YOUR INSTRUCTIONS:
Those lines of the data that hold the word "stem" are to be copied out.

EXERCISE DATA Block Start

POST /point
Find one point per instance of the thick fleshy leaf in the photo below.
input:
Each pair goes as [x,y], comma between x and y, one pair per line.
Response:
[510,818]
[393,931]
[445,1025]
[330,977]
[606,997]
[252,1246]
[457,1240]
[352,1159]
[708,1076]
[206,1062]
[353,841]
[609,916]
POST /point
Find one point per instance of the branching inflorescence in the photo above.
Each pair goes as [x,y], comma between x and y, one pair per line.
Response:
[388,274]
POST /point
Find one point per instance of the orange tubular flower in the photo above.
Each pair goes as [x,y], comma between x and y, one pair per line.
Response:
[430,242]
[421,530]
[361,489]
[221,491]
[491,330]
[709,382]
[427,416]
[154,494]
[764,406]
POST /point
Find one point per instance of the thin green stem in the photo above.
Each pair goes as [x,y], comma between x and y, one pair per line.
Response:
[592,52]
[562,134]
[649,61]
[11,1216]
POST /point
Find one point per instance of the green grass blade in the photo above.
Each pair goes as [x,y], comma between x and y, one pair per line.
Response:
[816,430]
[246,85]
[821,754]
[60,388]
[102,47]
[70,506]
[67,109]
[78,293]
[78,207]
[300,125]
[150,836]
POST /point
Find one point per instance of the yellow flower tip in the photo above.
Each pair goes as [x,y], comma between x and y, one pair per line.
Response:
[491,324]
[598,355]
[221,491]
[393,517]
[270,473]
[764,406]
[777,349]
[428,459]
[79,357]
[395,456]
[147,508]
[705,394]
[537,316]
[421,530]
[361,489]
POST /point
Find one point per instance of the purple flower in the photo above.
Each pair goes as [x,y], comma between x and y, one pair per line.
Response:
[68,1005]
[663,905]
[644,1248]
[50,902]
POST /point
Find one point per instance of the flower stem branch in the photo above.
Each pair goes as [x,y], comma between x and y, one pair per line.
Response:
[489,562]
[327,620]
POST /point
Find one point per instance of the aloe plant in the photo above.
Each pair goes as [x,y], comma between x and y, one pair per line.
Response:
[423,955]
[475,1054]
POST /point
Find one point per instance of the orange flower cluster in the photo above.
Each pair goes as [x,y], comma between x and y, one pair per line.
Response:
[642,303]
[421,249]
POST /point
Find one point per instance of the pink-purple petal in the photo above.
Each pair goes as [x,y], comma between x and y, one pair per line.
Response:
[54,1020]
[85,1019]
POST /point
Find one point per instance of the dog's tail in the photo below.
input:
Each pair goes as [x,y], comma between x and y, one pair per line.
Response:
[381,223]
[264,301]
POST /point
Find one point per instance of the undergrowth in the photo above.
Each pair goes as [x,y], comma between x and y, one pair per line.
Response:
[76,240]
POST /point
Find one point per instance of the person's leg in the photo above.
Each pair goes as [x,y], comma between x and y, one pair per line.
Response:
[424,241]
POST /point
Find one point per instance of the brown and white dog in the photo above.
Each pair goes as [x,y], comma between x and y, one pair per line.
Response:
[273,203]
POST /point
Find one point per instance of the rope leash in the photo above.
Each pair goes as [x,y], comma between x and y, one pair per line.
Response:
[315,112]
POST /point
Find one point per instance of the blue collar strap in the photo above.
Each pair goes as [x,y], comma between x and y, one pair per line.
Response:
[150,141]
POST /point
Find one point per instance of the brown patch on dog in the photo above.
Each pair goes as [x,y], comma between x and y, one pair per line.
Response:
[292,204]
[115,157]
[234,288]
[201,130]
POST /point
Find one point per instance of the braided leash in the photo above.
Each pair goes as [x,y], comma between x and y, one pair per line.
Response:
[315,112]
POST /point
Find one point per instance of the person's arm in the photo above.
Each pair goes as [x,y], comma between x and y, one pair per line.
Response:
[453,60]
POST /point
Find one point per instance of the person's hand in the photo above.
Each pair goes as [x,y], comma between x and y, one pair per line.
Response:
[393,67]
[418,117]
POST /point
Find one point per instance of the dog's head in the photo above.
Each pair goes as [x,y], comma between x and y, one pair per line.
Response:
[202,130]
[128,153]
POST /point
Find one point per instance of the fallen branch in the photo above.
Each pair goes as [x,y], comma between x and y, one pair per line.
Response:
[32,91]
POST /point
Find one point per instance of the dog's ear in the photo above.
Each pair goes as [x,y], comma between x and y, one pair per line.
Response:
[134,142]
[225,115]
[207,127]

EXERCISE DATA Block End

RESULT FOR THIS TASK:
Find one point per instance of the thin green stem in the photo above.
Find one point per instance of the flower stem branch in the photo above.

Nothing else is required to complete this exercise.